→ **ATIVIDADES PROPOSTAS**
1 - Segundo o texto sobre a Seleção, quais jogadores compuseram a linha de três na vitória sobre a Venezuela? Indique a posição de cada um.
2 - No texto sobre a Seleção, em que competição se obtiveram boas atuações com atacantes de força escalados pelos lados?

→ **TEXTO DO DOCUMENTO**
Depois da Copa do Mundo de 2018, os atacantes de lado – pontas, externos, extremos, como quiserem – rarearam. Neymar se transformou, no PSG, num gerador de jogo de enorme influência, que se movimenta por um espaço muito mais amplo do que a ponta esquerda.
Douglas Costa não sustentou sequências em alto nível, Willian perdeu protagonismo e Everton Cebolinha, elemento já deste atual ciclo pós-Copa, não evoluiu ao trocar o futebol brasileiro pelo europeu.
A solução foi escalar, pelos lados, atacantes de força, que, em seus clubes, são utilizados tanto por dentro como por fora: Gabriel Jesus e Richarlison. Ora um, ora outro, ora ambos. Assim, obteve-se algumas boas atuações, especialmente na Copa América de 2019, mas, aos poucos, uma série de novas conjunturas minou a criatividade da equipe e isolou esses jogadores, de modo que suas características passaram a não se encaixar tão bem na função.
Tite, mais recentemente, tem construído a Seleção com uma linha de três jogadores à frente do volante e dois atacantes de movimentação por dentro. Na vitória sobre a Venezuela, de atuação abaixo da média, essa linha de três tinha Everton Ribeiro na direita, Gerson pelo meio e Paquetá na esquerda. No empate com a Colômbia, em que, apesar de oscilações, a equipe se mostrou mais competitiva em alto nível, Gabriel Jesus e Fred substituíram Ribeiro e Gerson.

(Rótulos de pontos do objeto)
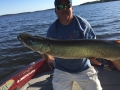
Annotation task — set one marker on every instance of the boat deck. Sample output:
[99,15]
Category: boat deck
[110,80]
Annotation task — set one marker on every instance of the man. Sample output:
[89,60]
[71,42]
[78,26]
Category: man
[69,26]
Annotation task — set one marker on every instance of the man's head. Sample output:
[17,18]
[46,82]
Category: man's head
[63,9]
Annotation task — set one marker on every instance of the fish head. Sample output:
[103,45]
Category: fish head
[37,44]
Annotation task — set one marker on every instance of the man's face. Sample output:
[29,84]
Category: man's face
[65,13]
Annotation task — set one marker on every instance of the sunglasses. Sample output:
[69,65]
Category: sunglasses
[61,6]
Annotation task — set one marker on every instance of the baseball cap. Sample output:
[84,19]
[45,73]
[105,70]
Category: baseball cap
[56,2]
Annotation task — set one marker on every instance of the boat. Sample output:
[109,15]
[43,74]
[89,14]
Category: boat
[22,76]
[38,76]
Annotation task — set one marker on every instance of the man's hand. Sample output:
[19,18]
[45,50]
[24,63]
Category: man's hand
[48,58]
[94,61]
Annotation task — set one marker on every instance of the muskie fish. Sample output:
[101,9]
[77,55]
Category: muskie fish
[74,49]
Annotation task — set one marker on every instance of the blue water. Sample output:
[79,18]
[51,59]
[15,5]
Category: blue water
[103,17]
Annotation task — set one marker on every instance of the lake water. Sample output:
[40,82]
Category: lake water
[103,17]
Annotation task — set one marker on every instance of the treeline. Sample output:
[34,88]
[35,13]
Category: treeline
[98,1]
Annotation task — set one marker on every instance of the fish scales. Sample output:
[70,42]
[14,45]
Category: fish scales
[73,49]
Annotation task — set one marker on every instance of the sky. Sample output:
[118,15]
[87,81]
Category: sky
[20,6]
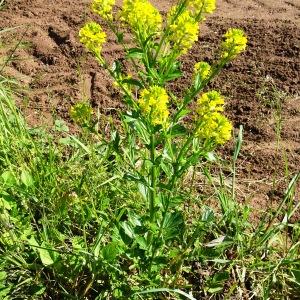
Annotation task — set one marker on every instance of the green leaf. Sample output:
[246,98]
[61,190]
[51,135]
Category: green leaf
[61,126]
[173,225]
[178,130]
[3,276]
[26,178]
[9,178]
[162,290]
[142,242]
[135,53]
[172,76]
[110,251]
[182,113]
[45,255]
[128,229]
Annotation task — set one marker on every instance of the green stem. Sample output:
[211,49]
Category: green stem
[153,178]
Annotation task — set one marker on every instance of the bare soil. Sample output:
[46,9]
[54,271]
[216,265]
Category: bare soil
[57,72]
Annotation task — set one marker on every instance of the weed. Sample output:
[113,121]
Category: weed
[108,215]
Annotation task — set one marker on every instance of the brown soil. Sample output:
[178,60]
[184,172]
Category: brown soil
[57,72]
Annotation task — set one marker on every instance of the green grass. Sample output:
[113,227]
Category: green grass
[72,226]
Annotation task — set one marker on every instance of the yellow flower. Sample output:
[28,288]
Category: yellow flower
[153,103]
[103,8]
[216,128]
[235,42]
[184,31]
[200,7]
[213,126]
[202,70]
[93,37]
[142,17]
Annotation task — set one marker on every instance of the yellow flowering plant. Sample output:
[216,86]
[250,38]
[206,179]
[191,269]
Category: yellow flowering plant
[159,145]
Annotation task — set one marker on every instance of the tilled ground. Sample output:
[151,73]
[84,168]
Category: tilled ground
[56,72]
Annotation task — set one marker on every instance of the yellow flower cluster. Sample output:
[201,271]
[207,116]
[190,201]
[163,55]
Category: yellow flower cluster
[213,125]
[154,104]
[199,7]
[93,37]
[184,31]
[202,70]
[235,42]
[142,17]
[103,8]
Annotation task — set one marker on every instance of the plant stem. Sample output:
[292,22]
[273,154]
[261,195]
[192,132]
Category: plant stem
[153,177]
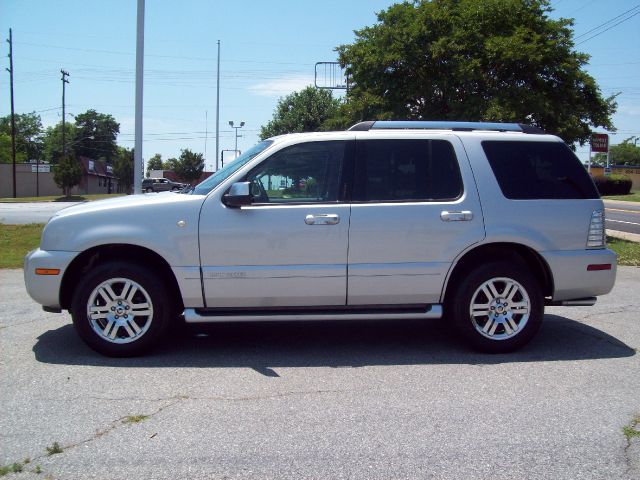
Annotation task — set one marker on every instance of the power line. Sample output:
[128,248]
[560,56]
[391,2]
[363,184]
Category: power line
[637,11]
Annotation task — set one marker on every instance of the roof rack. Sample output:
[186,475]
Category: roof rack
[444,125]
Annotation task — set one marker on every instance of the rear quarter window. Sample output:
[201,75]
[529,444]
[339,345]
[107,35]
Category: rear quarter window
[538,170]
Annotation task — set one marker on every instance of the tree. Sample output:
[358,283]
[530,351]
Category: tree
[625,153]
[28,135]
[123,168]
[170,164]
[303,111]
[52,141]
[67,173]
[96,136]
[154,163]
[189,166]
[496,60]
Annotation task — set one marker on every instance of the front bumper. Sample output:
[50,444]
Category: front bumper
[45,289]
[572,279]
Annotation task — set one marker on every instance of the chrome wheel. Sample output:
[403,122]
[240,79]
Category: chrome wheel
[119,310]
[500,308]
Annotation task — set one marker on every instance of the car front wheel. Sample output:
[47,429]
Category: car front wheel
[121,310]
[498,307]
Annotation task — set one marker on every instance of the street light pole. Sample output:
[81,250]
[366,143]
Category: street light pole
[232,125]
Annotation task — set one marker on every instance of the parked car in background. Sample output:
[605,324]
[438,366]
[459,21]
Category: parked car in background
[479,225]
[161,185]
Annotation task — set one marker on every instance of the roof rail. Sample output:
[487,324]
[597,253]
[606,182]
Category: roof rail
[444,125]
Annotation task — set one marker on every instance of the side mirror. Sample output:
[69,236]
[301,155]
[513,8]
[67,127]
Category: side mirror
[238,195]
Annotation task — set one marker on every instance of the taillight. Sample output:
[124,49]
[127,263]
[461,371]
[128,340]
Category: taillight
[596,236]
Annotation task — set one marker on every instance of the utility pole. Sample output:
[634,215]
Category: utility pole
[137,149]
[64,82]
[218,108]
[206,134]
[13,114]
[232,125]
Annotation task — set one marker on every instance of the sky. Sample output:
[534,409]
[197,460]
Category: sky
[268,50]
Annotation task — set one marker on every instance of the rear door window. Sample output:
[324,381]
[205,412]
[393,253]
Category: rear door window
[538,170]
[396,170]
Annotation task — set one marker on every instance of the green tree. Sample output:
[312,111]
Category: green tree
[170,164]
[29,135]
[6,153]
[625,153]
[96,136]
[123,168]
[154,163]
[189,165]
[67,173]
[52,141]
[303,111]
[495,60]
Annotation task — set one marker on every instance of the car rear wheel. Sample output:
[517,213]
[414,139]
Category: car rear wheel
[121,310]
[498,307]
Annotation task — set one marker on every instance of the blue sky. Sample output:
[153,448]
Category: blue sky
[269,49]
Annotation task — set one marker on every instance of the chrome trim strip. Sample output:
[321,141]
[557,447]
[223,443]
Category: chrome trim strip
[191,316]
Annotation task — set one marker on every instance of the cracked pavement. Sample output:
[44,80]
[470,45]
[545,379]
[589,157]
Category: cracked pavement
[333,400]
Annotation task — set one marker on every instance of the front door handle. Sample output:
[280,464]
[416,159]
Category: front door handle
[463,216]
[322,219]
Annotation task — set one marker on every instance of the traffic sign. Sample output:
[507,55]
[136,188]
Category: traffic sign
[599,142]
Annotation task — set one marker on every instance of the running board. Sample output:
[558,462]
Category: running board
[576,302]
[201,315]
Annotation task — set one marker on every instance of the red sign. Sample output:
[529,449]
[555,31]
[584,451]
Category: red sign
[599,142]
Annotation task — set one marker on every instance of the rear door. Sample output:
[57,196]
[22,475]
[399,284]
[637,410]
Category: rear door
[415,208]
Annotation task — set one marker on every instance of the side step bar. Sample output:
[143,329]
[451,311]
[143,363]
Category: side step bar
[576,302]
[200,315]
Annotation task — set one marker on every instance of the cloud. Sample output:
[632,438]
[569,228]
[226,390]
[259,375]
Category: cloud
[282,86]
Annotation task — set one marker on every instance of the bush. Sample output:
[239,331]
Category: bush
[613,184]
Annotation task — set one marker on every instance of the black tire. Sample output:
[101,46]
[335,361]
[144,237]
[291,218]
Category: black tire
[145,304]
[505,327]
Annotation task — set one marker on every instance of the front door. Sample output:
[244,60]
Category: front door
[287,249]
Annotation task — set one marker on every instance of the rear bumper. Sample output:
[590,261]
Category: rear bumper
[571,277]
[45,289]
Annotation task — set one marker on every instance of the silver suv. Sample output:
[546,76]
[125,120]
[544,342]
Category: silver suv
[480,224]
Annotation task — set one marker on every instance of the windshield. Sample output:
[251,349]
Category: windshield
[229,169]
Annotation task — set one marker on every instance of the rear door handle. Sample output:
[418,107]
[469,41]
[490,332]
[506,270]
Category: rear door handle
[322,219]
[463,216]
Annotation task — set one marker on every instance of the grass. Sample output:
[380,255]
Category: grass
[16,241]
[632,197]
[135,418]
[54,449]
[55,198]
[630,431]
[628,252]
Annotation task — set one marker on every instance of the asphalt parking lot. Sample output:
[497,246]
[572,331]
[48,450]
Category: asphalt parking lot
[336,400]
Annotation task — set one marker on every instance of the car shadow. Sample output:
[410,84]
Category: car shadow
[264,346]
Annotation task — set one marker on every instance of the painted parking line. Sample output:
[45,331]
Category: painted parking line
[622,221]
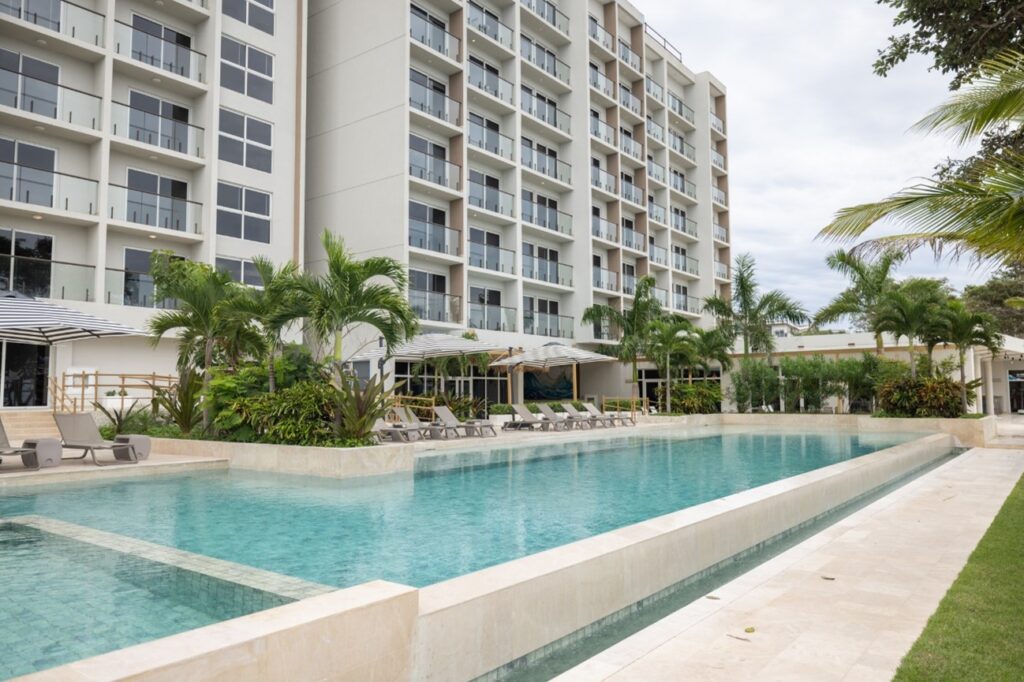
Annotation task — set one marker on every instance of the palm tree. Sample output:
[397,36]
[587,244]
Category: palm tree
[750,314]
[633,325]
[869,281]
[356,292]
[966,330]
[978,216]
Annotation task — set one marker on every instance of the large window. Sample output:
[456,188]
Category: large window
[246,141]
[246,70]
[243,213]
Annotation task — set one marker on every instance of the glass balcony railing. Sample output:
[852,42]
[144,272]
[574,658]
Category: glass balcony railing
[48,99]
[434,170]
[627,54]
[602,179]
[432,237]
[433,102]
[546,324]
[433,37]
[547,270]
[42,278]
[491,83]
[159,52]
[546,165]
[493,317]
[435,306]
[545,112]
[491,140]
[64,17]
[602,228]
[544,60]
[27,184]
[604,279]
[155,129]
[491,257]
[491,27]
[146,208]
[492,199]
[549,13]
[545,216]
[633,240]
[602,130]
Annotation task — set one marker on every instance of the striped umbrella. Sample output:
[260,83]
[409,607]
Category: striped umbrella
[26,318]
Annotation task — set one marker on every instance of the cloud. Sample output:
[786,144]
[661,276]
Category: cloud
[811,127]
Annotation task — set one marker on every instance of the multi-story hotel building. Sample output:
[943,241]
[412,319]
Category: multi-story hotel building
[128,126]
[525,158]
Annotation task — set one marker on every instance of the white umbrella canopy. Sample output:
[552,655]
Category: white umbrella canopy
[29,320]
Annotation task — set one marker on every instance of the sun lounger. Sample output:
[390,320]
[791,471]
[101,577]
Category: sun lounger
[81,432]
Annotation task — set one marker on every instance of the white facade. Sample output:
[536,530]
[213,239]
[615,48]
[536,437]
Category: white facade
[526,159]
[119,135]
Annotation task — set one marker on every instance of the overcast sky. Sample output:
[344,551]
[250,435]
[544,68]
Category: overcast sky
[811,127]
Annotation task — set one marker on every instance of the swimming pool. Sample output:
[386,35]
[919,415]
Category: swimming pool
[459,513]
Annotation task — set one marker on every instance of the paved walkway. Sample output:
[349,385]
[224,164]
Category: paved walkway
[846,604]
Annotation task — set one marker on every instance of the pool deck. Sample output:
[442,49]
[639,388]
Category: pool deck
[846,604]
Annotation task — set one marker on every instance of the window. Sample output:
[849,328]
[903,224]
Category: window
[246,70]
[246,141]
[257,13]
[243,213]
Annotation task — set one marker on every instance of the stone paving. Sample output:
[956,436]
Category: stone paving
[846,604]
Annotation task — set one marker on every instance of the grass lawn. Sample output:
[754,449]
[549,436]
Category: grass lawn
[978,631]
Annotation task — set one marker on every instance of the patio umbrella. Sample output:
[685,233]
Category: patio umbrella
[28,320]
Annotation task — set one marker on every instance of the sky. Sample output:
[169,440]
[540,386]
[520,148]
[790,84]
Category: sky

→ **RESPOSTAS DAS ATIVIDADES**
1 - Everton Ribeiro, na direita; Gerson, pelo meio; Paquetá, na esquerda.

2 - Na Copa América de 2019.